— Start of Given text —
Self-signed certificates and Elliptic Curve Cryptography
There are many reasons to self-sign SSL certificates, but we find them particularly useful for staging sites and in the early stages of a project. We have a three command guide to self-signing an SSL certificate if you aren’t interested in ECC.
If you also are interested in ECC, you may know that the main reason for using elliptic curves as the basis for communication over SSL is the small key size – where regular DSA would require 1024 bits, ECDSA (the elliptic-curve variant of DSA) would require about 160 bits. The computational power required for communication over ECDSA is also less.
This is only likely to matter in embedded systems or other highly-constrained environments.
If you also are considering specifically using an ECDSA certificate like the one generated here with OpenSSL, it is probably worth reading a more detailed description by Bruce Schneier. If you are sure you want an ECC-based certificate, doing so is just as easy as any other self-signed certificate with OpenSSL, provided that your version supports ECDSA. The commands below have been verified to work on CentOS 7/8.
— End of Given text —
— Start of Dataset records —
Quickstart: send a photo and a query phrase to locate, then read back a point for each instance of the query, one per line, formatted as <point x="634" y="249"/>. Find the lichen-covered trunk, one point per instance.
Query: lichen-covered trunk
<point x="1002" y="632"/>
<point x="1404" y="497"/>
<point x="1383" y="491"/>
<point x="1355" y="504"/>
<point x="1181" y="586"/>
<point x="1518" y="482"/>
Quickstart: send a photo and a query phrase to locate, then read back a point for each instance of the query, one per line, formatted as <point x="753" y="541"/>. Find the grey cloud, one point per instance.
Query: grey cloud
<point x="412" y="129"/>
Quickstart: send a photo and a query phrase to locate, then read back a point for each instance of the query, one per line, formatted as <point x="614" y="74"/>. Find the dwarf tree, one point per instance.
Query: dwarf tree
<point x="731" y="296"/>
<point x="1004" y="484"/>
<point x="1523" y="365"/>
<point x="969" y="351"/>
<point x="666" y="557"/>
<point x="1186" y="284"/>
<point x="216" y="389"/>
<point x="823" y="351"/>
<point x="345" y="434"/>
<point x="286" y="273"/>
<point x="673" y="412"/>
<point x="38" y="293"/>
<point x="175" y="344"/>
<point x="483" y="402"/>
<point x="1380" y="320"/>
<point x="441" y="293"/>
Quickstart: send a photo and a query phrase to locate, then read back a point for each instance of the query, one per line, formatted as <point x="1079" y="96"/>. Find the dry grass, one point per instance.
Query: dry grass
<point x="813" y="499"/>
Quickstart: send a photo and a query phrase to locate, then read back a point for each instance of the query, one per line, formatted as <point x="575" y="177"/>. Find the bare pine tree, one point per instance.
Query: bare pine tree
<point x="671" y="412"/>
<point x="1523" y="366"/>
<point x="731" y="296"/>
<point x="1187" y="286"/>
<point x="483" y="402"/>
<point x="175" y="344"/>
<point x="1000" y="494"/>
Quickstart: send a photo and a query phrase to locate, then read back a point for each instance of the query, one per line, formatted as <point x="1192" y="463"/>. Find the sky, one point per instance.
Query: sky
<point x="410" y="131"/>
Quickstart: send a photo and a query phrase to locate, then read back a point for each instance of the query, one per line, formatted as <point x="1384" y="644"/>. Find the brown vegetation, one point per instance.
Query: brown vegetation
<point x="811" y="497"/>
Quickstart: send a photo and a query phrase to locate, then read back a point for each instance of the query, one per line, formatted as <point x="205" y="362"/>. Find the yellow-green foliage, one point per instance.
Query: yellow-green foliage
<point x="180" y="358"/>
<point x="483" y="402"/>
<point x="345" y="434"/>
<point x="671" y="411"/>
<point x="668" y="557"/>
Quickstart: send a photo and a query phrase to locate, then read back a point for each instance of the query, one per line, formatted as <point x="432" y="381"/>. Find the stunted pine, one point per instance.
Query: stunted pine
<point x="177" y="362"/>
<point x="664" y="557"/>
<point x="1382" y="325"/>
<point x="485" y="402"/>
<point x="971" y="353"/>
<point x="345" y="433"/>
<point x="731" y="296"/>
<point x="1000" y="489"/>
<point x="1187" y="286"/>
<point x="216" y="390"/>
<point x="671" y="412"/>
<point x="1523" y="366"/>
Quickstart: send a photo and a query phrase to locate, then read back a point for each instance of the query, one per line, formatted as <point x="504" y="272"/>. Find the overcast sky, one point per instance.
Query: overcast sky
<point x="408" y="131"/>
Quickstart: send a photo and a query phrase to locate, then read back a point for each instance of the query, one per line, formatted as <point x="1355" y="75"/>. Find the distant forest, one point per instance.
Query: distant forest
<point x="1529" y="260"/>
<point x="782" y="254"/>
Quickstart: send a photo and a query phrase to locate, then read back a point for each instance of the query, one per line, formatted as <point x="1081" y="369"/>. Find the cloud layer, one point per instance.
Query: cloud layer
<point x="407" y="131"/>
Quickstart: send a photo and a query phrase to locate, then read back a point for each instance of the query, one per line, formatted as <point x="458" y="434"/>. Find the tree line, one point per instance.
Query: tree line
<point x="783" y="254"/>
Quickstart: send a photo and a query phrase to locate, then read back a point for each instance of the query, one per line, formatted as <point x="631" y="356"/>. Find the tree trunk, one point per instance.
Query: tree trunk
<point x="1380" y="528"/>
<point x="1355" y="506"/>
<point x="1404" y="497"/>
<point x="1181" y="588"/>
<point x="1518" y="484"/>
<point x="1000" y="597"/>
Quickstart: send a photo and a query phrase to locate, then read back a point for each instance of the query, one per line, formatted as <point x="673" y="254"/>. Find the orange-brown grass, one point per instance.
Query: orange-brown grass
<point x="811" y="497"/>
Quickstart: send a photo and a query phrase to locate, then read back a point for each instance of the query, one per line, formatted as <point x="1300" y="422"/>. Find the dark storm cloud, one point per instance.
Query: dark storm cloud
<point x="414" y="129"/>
— End of Dataset records —
Things to do =>
(a) Please extract everything in the passage on self-signed certificates from "If you also are interested" down to "on CentOS 7/8.".
(b) According to the passage on self-signed certificates, about how many bits would ECDSA require?
(c) Write what comes next in the passage on self-signed certificates, picking up after its final sentence.
The material can be left aside.

Final results =>
(a)
If you also are interested in ECC, you may know that the main reason for using elliptic curves as the basis for communication over SSL is the small key size – where regular DSA would require 1024 bits, ECDSA (the elliptic-curve variant of DSA) would require about 160 bits. The computational power required for communication over ECDSA is also less.
This is only likely to matter in embedded systems or other highly-constrained environments.
If you also are considering specifically using an ECDSA certificate like the one generated here with OpenSSL, it is probably worth reading a more detailed description by Bruce Schneier. If you are sure you want an ECC-based certificate, doing so is just as easy as any other self-signed certificate with OpenSSL, provided that your version supports ECDSA. The commands below have been verified to work on CentOS 7/8.

(b) About 160 bits.

(c)
$ rpm -qa | egrep openssl-1
$ openssl ecparam -genkey -name prime256v1 -out ecserver.key && cat ecserver.key
-----BEGIN EC PARAMETERS-----
-----END EC PARAMETERS-----
-----BEGIN EC PRIVATE KEY-----
-----END EC PRIVATE KEY-----
$ openssl req -new -sha256 -key ecserver.key -out ecserver.csr -subj /CN=localhost.localdomain && cat ecserver.csr
-----BEGIN CERTIFICATE REQUEST-----
-----END CERTIFICATE REQUEST-----
$ openssl req -x509 -sha256 -days 3650 -key ecserver.key -in ecserver.csr -out ecserver.crt && cat ecserver.crt
$ ls -1
The first command is the only one specific to elliptic curves. It generates a private key using a standard elliptic curve over a 256 bit prime field. You can list all available curves using:
openssl ecparam -list_curves
or you can use prime256v1.
The second command generates a Certificate Signing Request and the third generates a self-signed x509 certificate suitable for use on web servers.
If you’re interested in elliptic curve cryptography, Wikipedia has a good introduction that includes the math behind it, as well as more specific information on ECDSA in particular. As usual, there are good links from there to learn more.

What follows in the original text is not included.